* **What you need to do**
Transcribe all records exactly.

• • • • • • •

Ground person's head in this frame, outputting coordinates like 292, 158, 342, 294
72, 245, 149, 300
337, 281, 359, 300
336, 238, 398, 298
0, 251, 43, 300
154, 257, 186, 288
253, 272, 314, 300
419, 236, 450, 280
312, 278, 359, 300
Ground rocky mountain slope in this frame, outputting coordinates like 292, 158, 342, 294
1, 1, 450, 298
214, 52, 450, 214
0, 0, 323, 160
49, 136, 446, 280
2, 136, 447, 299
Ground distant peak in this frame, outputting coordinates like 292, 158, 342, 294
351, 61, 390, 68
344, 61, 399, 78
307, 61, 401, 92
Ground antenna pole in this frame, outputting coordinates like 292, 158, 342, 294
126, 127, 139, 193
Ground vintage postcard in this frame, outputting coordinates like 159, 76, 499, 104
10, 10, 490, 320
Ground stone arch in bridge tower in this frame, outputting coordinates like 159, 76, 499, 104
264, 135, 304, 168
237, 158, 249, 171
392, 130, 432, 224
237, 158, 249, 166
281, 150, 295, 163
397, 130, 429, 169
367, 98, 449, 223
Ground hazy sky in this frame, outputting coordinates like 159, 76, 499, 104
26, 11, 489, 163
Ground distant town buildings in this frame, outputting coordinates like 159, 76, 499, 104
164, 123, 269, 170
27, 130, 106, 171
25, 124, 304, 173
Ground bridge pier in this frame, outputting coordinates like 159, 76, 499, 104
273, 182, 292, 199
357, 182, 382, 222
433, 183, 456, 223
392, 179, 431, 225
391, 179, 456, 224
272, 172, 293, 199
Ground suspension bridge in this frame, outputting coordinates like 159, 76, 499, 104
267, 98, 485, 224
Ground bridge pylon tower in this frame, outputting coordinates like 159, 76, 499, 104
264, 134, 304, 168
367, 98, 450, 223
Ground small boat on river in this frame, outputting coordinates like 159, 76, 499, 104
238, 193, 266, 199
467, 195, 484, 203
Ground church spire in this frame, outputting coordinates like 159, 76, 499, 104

• • • • • • •

* **Task response**
Ground person's head in this frame, outputting coordinates like 292, 158, 342, 294
72, 245, 149, 300
337, 281, 359, 300
336, 238, 398, 298
0, 251, 43, 300
154, 257, 186, 288
253, 272, 314, 300
419, 236, 450, 280
312, 278, 359, 300
Ground rocky mountain slope in this frame, outputting coordinates like 292, 158, 342, 294
1, 1, 450, 298
214, 52, 450, 214
0, 0, 323, 160
49, 136, 446, 280
2, 136, 447, 299
Ground distant peak in this frame, outputting coordinates like 292, 158, 342, 294
351, 61, 390, 68
344, 61, 399, 78
307, 61, 401, 92
Ground antenna pole in this frame, outputting coordinates like 292, 158, 342, 294
126, 127, 139, 193
Ground vintage postcard in this frame, outputting coordinates like 159, 76, 499, 104
10, 10, 490, 320
Ground stone arch in bridge tower in this frame, outputting coordinates like 159, 76, 499, 104
264, 135, 304, 168
237, 158, 249, 171
392, 130, 432, 224
237, 158, 249, 166
281, 150, 295, 163
397, 130, 429, 169
367, 98, 449, 223
Ground hazy sky in this frame, outputting coordinates like 159, 76, 499, 104
26, 11, 489, 163
Ground distant town buildings in this frame, outputting coordinates like 159, 76, 499, 104
164, 123, 269, 170
27, 130, 106, 171
25, 124, 304, 173
Ground bridge pier in this frame, outputting coordinates like 159, 76, 499, 104
273, 182, 292, 199
357, 182, 382, 222
433, 183, 456, 223
392, 179, 431, 225
391, 179, 456, 224
272, 172, 293, 199
Ground suspension bridge in this frame, outputting coordinates like 159, 76, 499, 104
267, 98, 485, 224
Ground bridge pylon tower in this frame, outputting coordinates like 159, 76, 499, 104
264, 134, 304, 168
367, 98, 450, 223
Ground small boat on river in this frame, outputting coordinates like 159, 76, 499, 104
238, 193, 266, 199
467, 195, 484, 203
Ground church spire in this frame, outputting coordinates like 159, 76, 499, 104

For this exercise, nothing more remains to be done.